Work to be completed :: Although pictures appear in the data, the answer should contain only the lines from its start through the line with "Objective: one point per instance of the wall", written out exactly.

(Saved entries)
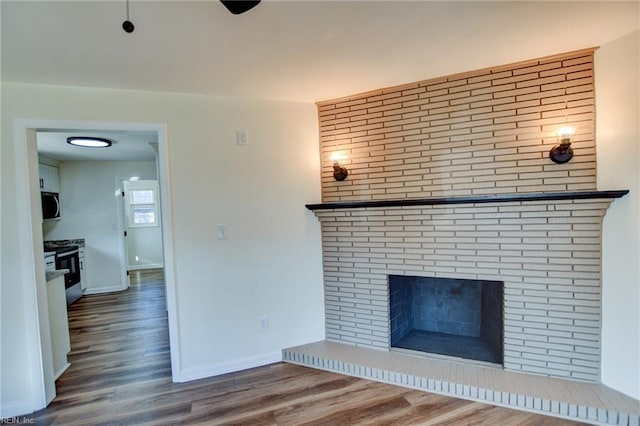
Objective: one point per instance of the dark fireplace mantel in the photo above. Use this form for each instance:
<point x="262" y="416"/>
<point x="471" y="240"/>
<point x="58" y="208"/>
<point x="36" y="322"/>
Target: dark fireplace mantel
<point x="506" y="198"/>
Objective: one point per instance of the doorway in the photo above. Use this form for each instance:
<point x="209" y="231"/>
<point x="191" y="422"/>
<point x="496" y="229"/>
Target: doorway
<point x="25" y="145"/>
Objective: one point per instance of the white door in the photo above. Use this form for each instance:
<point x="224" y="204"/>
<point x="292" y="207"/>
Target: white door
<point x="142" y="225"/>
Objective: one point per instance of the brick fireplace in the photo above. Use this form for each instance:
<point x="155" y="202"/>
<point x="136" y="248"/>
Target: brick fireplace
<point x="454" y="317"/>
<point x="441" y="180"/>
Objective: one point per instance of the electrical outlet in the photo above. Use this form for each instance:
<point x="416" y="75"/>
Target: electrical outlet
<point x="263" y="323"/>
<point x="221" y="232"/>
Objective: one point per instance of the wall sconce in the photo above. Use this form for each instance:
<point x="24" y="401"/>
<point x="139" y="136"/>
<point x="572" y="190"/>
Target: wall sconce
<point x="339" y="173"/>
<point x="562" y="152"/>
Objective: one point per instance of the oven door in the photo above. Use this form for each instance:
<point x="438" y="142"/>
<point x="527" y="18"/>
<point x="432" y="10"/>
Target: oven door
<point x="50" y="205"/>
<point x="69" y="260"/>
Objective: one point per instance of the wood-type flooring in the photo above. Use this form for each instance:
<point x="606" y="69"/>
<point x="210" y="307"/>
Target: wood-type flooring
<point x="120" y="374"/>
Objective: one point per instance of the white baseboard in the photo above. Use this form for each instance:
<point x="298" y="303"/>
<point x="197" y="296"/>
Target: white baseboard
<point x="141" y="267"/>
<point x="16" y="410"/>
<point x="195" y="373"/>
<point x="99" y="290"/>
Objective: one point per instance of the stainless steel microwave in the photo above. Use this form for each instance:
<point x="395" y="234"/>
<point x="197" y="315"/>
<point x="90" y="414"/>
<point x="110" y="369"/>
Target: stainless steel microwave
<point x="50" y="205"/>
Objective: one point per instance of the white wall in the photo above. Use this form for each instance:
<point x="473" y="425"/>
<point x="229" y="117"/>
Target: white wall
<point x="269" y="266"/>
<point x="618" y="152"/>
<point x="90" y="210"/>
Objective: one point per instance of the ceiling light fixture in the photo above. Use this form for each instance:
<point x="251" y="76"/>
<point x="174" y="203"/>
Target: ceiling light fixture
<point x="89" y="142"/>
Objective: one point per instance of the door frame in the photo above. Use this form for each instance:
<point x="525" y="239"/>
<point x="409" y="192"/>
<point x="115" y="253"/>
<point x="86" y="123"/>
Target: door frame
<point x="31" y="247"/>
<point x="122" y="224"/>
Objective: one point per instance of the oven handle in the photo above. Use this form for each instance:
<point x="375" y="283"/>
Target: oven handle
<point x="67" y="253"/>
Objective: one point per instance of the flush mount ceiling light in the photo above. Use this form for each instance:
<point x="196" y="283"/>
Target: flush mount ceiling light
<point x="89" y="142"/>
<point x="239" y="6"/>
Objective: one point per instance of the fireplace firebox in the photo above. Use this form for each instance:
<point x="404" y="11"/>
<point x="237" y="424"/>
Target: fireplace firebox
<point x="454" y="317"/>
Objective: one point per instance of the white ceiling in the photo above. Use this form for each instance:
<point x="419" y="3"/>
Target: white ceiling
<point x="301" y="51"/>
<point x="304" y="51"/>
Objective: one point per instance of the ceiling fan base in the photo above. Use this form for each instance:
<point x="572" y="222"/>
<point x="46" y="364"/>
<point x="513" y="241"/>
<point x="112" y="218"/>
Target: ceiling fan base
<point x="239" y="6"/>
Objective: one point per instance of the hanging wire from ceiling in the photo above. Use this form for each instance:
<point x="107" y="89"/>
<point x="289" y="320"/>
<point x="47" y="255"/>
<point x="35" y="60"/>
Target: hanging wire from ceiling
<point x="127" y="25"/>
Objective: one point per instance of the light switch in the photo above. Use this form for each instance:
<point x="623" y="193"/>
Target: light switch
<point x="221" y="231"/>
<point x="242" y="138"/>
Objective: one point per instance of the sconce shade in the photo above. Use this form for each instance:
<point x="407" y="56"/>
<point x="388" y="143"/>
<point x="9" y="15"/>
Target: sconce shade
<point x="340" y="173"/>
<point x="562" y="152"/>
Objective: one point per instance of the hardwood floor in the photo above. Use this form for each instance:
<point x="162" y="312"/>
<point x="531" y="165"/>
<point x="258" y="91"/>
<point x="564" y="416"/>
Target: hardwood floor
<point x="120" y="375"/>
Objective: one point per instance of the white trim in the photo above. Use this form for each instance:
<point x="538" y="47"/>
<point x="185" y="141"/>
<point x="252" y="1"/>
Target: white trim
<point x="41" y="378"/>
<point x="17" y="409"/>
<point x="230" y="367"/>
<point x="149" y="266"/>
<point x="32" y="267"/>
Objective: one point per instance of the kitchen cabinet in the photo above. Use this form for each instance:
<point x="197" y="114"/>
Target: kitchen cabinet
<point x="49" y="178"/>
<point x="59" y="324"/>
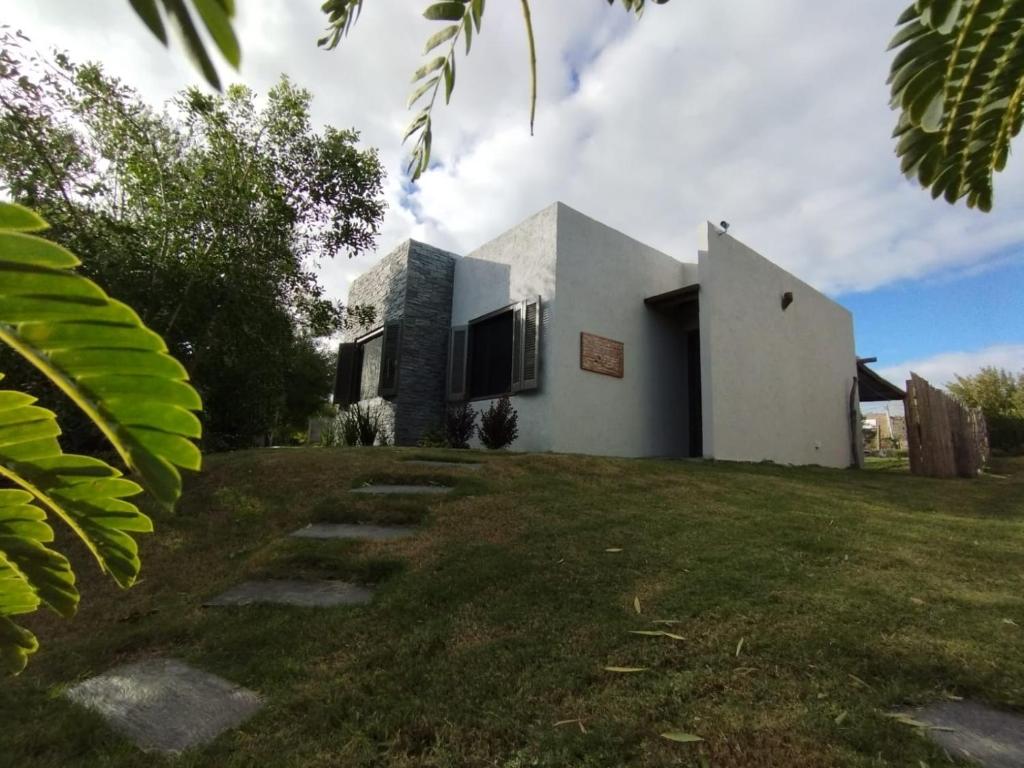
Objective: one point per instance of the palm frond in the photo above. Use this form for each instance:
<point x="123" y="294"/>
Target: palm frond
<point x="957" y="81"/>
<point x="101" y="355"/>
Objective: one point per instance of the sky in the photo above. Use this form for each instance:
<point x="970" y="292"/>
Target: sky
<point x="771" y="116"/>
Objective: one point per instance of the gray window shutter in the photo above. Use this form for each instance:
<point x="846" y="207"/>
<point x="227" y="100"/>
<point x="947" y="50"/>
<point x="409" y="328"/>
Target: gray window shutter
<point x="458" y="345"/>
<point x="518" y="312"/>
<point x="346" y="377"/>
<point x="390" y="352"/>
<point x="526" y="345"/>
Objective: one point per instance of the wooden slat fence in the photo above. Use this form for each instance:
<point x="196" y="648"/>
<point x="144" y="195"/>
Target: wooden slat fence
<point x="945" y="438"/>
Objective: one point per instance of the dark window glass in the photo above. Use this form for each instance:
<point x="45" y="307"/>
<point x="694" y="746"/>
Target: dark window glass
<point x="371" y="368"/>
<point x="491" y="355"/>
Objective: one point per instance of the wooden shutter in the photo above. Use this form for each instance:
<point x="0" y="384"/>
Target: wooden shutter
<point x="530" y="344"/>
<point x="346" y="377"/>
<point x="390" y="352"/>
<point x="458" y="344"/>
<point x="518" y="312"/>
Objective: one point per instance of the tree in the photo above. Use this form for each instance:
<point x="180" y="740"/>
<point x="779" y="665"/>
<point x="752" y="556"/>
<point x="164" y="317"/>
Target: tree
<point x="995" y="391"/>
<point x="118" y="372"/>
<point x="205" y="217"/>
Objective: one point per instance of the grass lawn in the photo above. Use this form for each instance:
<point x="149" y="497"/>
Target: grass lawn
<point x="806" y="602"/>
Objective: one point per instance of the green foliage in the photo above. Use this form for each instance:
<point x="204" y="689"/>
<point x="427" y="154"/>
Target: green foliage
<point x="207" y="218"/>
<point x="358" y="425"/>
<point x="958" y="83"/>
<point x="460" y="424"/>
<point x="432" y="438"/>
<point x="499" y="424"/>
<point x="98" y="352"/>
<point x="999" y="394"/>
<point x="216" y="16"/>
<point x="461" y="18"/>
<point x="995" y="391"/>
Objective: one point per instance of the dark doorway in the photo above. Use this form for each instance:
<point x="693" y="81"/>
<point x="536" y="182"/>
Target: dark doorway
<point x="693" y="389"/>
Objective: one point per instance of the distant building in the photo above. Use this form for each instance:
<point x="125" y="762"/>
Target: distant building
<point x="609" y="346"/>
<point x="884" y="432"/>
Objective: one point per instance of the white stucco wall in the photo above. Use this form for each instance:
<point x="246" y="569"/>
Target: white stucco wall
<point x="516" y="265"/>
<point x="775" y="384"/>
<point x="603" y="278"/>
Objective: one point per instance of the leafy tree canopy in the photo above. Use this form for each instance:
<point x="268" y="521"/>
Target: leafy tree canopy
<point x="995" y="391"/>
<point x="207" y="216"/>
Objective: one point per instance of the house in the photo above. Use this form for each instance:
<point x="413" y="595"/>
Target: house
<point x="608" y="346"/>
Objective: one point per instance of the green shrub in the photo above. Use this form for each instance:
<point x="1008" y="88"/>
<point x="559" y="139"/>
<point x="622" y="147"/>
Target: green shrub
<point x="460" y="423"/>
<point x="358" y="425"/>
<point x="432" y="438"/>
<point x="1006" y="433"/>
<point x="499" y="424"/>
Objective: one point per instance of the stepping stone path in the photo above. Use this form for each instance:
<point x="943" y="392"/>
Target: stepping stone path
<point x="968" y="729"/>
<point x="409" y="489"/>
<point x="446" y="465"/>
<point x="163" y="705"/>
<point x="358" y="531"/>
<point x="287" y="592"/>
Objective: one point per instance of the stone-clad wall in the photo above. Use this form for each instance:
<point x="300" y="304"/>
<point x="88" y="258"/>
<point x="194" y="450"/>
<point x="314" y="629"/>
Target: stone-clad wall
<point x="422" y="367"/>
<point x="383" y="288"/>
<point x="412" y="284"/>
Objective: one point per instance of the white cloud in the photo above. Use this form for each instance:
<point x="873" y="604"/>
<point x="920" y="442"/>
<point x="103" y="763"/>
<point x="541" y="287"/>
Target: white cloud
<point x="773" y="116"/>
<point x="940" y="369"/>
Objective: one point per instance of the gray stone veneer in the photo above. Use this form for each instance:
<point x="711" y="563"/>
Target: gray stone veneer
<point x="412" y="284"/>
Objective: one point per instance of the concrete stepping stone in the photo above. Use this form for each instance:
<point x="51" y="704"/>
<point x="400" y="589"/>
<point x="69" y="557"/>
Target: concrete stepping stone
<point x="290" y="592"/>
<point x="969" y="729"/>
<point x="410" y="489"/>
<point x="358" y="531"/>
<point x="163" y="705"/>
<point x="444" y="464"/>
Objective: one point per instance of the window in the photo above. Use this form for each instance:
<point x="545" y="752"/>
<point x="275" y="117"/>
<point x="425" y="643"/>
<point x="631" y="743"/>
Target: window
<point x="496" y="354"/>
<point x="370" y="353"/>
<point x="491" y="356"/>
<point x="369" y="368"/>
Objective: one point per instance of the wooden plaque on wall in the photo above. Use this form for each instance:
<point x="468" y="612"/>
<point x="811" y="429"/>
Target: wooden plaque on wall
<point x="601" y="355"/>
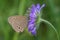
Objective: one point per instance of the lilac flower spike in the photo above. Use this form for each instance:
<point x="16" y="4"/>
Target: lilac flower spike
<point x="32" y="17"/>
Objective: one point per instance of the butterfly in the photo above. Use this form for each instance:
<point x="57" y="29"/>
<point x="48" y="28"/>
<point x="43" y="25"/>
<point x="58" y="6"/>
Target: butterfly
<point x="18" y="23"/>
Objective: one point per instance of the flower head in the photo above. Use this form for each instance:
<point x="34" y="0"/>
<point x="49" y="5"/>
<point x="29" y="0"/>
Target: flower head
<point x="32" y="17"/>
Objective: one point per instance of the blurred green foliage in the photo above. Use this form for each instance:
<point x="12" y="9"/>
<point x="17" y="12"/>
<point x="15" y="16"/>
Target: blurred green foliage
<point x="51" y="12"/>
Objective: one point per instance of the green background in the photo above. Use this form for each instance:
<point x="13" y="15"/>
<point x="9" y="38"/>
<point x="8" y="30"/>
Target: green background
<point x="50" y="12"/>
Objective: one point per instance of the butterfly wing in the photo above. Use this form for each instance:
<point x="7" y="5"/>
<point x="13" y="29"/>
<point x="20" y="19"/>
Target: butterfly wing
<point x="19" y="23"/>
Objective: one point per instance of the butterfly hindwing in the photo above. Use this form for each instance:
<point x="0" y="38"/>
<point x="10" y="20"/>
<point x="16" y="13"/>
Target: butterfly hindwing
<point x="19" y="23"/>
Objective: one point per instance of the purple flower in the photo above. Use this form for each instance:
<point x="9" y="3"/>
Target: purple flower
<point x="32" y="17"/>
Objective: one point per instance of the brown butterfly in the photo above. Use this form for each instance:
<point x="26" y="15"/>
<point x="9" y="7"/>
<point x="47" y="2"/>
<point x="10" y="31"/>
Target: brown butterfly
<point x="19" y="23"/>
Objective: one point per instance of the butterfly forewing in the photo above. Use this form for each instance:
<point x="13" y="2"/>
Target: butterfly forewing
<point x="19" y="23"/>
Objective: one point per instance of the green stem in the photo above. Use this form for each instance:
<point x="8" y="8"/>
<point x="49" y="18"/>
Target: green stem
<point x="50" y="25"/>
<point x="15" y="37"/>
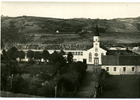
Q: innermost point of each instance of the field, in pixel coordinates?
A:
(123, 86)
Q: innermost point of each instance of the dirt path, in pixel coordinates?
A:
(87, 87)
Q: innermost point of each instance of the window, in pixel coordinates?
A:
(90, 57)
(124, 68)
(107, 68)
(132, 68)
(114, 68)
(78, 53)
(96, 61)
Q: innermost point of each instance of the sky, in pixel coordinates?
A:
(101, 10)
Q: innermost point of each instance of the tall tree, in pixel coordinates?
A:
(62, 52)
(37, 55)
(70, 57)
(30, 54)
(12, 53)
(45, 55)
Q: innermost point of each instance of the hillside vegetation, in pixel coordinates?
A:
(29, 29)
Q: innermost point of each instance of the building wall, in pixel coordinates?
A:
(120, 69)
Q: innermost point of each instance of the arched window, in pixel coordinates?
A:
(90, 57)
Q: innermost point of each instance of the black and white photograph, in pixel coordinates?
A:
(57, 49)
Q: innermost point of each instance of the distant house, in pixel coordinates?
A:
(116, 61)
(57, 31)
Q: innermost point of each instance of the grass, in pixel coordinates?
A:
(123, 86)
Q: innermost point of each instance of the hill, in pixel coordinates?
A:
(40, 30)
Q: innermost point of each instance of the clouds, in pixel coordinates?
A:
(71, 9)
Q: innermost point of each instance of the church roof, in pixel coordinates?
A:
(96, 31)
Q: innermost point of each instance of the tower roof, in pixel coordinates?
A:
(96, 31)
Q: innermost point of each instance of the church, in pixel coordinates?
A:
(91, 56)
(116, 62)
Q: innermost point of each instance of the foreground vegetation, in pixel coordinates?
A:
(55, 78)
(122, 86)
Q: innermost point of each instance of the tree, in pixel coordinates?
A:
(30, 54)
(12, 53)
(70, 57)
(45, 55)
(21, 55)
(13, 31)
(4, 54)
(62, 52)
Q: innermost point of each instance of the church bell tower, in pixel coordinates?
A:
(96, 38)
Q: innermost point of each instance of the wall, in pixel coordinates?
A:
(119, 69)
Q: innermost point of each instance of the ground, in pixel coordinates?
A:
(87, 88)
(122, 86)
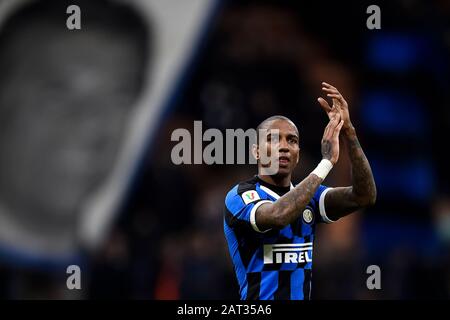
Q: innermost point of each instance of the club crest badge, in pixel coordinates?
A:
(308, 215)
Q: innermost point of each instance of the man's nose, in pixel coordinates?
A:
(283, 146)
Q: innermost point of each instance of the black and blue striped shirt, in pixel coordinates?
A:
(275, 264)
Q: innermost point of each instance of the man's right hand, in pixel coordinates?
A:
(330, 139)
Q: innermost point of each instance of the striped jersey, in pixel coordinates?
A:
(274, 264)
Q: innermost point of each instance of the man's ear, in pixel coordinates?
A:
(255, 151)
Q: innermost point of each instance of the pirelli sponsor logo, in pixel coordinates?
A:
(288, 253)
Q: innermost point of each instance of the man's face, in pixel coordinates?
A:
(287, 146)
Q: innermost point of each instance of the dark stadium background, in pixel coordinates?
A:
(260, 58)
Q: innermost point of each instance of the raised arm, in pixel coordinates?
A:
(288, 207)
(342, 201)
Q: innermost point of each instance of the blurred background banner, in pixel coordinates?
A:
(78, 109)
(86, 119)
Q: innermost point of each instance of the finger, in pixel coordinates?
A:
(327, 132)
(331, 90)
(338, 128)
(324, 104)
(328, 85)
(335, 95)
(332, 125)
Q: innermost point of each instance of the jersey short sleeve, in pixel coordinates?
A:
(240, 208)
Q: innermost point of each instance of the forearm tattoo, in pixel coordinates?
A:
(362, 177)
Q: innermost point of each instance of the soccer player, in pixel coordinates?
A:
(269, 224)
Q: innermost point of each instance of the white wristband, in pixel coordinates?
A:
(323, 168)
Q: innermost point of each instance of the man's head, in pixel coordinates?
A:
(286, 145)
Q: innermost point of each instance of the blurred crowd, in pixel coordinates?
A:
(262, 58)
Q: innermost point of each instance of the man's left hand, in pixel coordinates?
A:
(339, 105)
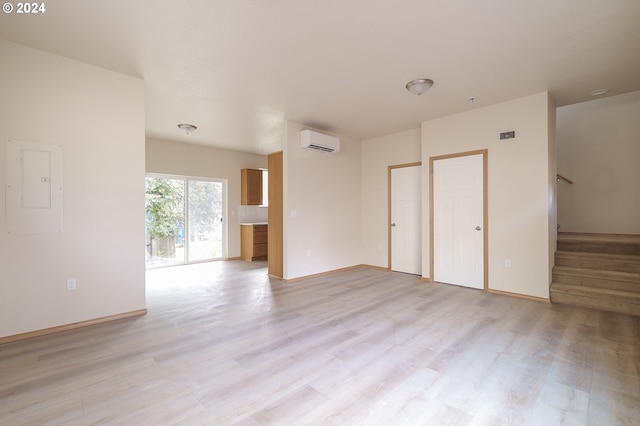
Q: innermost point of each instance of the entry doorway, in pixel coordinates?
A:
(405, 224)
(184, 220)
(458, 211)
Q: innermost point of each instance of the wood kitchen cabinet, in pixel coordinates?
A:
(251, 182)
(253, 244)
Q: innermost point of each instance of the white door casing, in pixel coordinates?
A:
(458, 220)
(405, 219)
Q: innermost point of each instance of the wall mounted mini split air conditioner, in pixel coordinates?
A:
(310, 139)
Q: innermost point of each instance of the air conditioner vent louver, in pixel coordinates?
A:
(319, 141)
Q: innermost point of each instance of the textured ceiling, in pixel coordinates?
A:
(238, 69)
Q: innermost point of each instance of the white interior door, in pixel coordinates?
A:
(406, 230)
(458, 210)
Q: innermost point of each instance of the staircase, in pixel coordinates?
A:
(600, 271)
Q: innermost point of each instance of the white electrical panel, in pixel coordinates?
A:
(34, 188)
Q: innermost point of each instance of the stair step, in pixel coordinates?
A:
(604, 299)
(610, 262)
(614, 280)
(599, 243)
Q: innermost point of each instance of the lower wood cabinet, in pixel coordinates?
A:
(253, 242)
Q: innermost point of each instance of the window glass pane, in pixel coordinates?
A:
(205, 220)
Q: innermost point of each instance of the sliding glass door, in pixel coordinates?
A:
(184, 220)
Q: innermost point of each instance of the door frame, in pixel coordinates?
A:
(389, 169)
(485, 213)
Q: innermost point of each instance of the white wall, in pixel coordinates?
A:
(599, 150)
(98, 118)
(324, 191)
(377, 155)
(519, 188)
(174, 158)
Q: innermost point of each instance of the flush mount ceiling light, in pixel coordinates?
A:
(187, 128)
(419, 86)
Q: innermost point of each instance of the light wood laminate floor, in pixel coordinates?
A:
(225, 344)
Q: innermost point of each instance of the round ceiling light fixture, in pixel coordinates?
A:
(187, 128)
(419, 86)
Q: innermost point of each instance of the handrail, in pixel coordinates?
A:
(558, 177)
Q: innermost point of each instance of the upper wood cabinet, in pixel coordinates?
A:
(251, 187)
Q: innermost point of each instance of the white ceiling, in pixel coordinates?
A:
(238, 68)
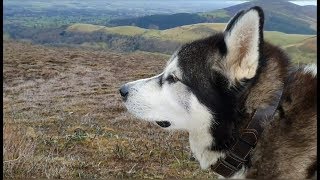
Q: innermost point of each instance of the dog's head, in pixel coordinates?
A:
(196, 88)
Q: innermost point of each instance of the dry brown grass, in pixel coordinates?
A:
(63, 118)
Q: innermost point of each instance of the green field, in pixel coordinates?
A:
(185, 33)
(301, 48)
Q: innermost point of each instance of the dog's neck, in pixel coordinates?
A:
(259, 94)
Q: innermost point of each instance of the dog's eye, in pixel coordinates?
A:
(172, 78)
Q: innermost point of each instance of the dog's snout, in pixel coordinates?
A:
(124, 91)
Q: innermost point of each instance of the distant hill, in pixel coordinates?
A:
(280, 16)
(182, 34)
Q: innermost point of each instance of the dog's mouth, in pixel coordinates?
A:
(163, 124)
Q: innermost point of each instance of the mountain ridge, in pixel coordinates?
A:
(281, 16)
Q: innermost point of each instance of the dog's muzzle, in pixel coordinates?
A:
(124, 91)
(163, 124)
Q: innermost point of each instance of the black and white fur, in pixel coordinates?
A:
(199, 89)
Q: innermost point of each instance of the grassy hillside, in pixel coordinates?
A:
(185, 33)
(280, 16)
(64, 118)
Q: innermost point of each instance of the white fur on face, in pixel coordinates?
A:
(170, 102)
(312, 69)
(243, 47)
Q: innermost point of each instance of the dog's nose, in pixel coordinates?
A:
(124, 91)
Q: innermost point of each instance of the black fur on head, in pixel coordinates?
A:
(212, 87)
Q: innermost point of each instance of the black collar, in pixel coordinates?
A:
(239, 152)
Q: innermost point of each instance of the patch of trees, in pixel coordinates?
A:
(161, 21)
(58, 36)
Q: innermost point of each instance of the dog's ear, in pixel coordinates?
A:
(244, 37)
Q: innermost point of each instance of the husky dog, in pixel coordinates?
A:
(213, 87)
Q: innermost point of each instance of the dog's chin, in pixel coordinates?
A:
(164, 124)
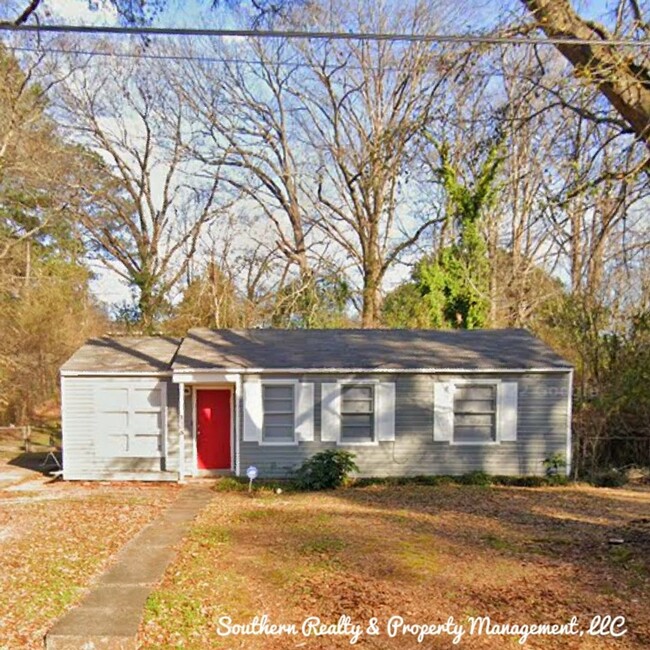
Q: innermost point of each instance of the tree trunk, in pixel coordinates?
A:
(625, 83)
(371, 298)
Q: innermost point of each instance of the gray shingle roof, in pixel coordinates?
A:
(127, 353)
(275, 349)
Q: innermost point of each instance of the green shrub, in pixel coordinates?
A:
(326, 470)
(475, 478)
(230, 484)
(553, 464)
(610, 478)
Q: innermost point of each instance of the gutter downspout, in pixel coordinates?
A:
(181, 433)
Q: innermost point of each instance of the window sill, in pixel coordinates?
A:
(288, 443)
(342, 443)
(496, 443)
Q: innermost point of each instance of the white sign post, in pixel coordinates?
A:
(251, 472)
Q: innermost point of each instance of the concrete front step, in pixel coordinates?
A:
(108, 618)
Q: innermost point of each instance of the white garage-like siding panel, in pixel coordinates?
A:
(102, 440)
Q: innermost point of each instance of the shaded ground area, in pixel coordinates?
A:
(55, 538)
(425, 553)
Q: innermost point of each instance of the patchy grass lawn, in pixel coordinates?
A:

Written reply ::
Objective: one point per instance of the dark fireplace mantel in the photo above. Use this form for each instance:
<point x="262" y="416"/>
<point x="471" y="240"/>
<point x="58" y="208"/>
<point x="36" y="322"/>
Target: dark fireplace mantel
<point x="506" y="198"/>
Objective: one point per instance of the doorway in the photo above. Use this form for each instance:
<point x="209" y="231"/>
<point x="191" y="422"/>
<point x="496" y="229"/>
Target: doorway
<point x="25" y="145"/>
Objective: one point per instance of the white door in the photo above. Use this form for each instance:
<point x="224" y="204"/>
<point x="292" y="207"/>
Target: white door
<point x="142" y="225"/>
Objective: one point per instance of the brick fireplace in the photo above. Use this form for each instance:
<point x="155" y="202"/>
<point x="136" y="248"/>
Target: brick fireplace
<point x="454" y="317"/>
<point x="441" y="180"/>
Objective: one point per instance of the electrical outlet in the photo above. Use this form for each instance:
<point x="416" y="75"/>
Target: electrical outlet
<point x="263" y="323"/>
<point x="221" y="232"/>
Objective: one point per instance of the wall sconce in the photo above. Use this form for each instance:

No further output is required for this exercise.